• _WHAT THE EXERCISE ASKS_
How many lines of the data below contain the string "bulb"? Reply with the number alone.

• _DATA FOR THIS TASK_
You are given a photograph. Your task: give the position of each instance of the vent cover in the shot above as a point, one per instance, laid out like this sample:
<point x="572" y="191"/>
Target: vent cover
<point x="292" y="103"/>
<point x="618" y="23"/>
--
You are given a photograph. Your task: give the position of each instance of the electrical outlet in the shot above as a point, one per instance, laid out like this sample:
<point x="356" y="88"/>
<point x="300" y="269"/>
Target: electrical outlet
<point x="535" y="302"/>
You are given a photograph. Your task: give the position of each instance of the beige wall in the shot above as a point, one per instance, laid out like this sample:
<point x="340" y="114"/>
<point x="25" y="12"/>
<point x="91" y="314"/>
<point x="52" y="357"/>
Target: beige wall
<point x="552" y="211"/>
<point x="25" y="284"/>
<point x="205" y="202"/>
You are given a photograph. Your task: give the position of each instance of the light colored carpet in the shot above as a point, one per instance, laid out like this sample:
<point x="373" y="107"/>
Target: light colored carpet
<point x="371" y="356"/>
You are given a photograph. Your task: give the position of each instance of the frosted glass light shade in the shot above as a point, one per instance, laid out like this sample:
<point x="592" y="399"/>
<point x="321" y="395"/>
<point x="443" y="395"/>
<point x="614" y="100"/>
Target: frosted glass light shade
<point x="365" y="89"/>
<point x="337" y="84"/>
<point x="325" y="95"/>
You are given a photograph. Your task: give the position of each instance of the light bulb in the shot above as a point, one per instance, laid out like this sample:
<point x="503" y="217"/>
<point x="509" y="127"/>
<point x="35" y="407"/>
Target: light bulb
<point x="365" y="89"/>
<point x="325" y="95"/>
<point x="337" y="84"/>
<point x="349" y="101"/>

• _CORRECT OUTPUT_
2